_TO DO:_
Rewrite every one of the entries below with "one point per instance" swapped for "one point per object" and everything else left unchanged. Omit the pictures from your answer.

_MATERIAL:_
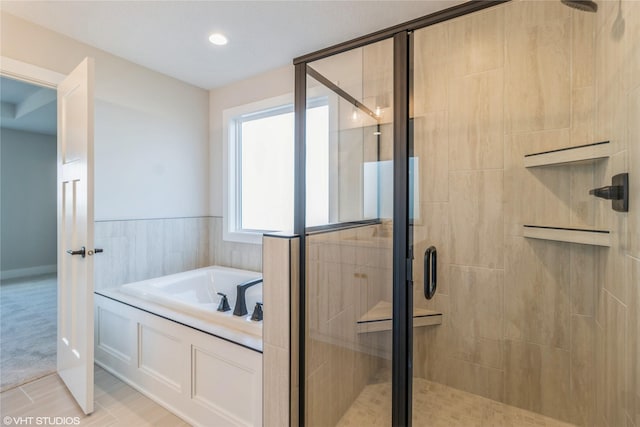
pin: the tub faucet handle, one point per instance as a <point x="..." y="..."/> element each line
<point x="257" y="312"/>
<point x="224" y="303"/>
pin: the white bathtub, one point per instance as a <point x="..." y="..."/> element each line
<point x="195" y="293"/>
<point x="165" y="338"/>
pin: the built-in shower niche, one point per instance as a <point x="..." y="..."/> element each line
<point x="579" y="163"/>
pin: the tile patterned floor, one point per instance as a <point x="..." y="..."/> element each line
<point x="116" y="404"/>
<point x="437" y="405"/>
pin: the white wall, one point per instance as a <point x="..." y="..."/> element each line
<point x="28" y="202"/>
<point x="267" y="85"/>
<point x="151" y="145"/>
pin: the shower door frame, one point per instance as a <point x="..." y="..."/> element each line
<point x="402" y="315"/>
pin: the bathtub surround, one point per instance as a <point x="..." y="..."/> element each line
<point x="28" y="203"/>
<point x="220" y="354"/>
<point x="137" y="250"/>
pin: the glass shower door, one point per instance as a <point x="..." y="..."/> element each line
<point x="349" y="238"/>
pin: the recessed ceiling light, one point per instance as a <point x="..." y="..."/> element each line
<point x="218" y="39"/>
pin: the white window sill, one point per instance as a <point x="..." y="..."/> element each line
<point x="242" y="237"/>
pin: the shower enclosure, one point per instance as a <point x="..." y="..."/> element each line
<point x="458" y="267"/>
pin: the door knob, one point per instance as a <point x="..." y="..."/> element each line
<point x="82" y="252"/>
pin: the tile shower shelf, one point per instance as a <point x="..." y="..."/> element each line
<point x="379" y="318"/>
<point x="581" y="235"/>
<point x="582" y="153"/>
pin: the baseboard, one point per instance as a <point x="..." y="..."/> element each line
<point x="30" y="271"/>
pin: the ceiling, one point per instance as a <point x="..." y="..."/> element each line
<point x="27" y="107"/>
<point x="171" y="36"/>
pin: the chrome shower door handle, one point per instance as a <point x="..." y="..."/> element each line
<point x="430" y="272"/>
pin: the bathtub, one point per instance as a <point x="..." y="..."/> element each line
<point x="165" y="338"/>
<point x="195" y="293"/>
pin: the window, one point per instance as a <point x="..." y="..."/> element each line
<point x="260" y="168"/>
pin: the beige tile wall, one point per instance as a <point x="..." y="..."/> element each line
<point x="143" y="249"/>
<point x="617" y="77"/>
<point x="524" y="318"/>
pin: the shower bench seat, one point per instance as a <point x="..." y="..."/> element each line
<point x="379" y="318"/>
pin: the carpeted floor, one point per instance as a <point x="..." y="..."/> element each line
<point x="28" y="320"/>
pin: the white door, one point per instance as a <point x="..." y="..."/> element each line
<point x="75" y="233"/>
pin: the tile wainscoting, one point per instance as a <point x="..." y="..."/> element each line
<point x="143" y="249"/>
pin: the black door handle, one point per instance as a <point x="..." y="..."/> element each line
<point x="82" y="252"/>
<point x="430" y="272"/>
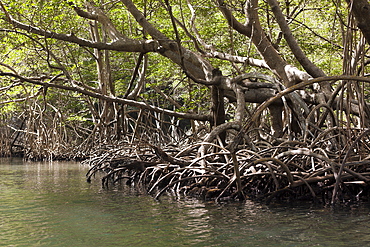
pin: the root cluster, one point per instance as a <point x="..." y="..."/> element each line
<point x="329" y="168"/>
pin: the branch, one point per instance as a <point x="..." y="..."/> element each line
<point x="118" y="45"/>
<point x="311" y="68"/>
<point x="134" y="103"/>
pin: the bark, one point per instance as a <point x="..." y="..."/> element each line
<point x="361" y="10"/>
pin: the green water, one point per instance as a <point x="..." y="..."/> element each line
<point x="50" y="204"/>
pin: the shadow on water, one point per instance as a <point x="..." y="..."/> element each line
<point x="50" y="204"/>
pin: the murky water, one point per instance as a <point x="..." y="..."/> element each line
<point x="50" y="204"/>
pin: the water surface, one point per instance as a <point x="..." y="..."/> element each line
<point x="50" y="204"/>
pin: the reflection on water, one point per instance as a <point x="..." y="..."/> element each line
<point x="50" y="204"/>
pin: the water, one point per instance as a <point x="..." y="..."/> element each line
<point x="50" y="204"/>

_REPLY TO THE TASK:_
pin: the tub faucet handle, one point per object as a <point x="..." y="..."/> element each line
<point x="257" y="312"/>
<point x="224" y="303"/>
pin: the white bathtub, one point per object as a <point x="..." y="..."/> element each line
<point x="195" y="293"/>
<point x="165" y="338"/>
pin: the built-in shower niche, one point per object as a <point x="..." y="..."/> element each line
<point x="579" y="163"/>
pin: the tile patterned floor, one point per object as a <point x="..." y="..."/> element each line
<point x="116" y="404"/>
<point x="437" y="405"/>
pin: the white wall, one point per object as a <point x="..." y="..."/> element each line
<point x="28" y="202"/>
<point x="267" y="85"/>
<point x="151" y="145"/>
pin: the shower door frame, one point per object as a <point x="..." y="..."/> element each line
<point x="402" y="315"/>
pin: the bathtub surround, one point per object as a <point x="..." y="..."/> element each line
<point x="28" y="203"/>
<point x="220" y="354"/>
<point x="137" y="250"/>
pin: the glass shower door, one point per object as a <point x="..." y="..."/> element each line
<point x="349" y="238"/>
pin: the recessed ceiling light, one point per object as a <point x="..." y="..."/> element each line
<point x="218" y="39"/>
pin: the white window sill, one point per object as a <point x="..." y="..."/> element each line
<point x="242" y="237"/>
pin: the shower enclosure, one point per object as a <point x="..." y="..."/> element each line
<point x="458" y="267"/>
pin: the door knob, one point per object as a <point x="..." y="..."/> element each line
<point x="82" y="252"/>
pin: the tile shower shelf, one point per object as a <point x="..." y="..."/> element each line
<point x="379" y="318"/>
<point x="581" y="235"/>
<point x="582" y="153"/>
pin: the baseboard, one point per object as a <point x="..." y="..."/> element each line
<point x="30" y="271"/>
pin: the ceiling, one point per object as a <point x="..." y="..."/> element each line
<point x="27" y="107"/>
<point x="171" y="36"/>
pin: the chrome shower door handle, one point per object as a <point x="..." y="..."/> element each line
<point x="430" y="272"/>
pin: the bathtub, one point per object as a <point x="..." y="..."/> element each line
<point x="165" y="338"/>
<point x="195" y="293"/>
pin: the window, one point per object as a <point x="..." y="..."/> element each line
<point x="260" y="168"/>
pin: the beige tile wall, one point per object as a <point x="..." y="..."/> element each line
<point x="143" y="249"/>
<point x="617" y="77"/>
<point x="524" y="318"/>
pin: the shower bench seat, one point per object as a <point x="..." y="..."/> element each line
<point x="379" y="318"/>
pin: the carpeted floor, one point per object as a <point x="..." y="..."/> element each line
<point x="28" y="320"/>
pin: the white door, one point per object as a <point x="..." y="..."/> element each line
<point x="75" y="233"/>
pin: the tile wainscoting, one point per object as a <point x="..." y="..."/> element each line
<point x="143" y="249"/>
pin: the black door handle, one point per object as a <point x="..." y="..."/> element each line
<point x="82" y="252"/>
<point x="430" y="272"/>
pin: the root cluster, one point per object as a <point x="..." y="..."/> element each line
<point x="329" y="168"/>
pin: the branch, one point per object as a <point x="..." y="..."/> element each line
<point x="118" y="45"/>
<point x="311" y="68"/>
<point x="134" y="103"/>
pin: the bark, one point per object as a <point x="..." y="..."/> element each line
<point x="361" y="10"/>
pin: the green water, one point per object as a <point x="..." y="..."/> element each line
<point x="50" y="204"/>
pin: the shadow on water, one point per object as a <point x="..." y="..."/> element each line
<point x="50" y="204"/>
pin: the murky water, one point per object as a <point x="..." y="..."/> element each line
<point x="50" y="204"/>
pin: the water surface, one point per object as a <point x="..." y="..."/> element each line
<point x="50" y="204"/>
pin: the reflection on water, one point per object as a <point x="..." y="..."/> element each line
<point x="50" y="204"/>
pin: the water, one point per object as a <point x="..." y="..."/> element each line
<point x="50" y="204"/>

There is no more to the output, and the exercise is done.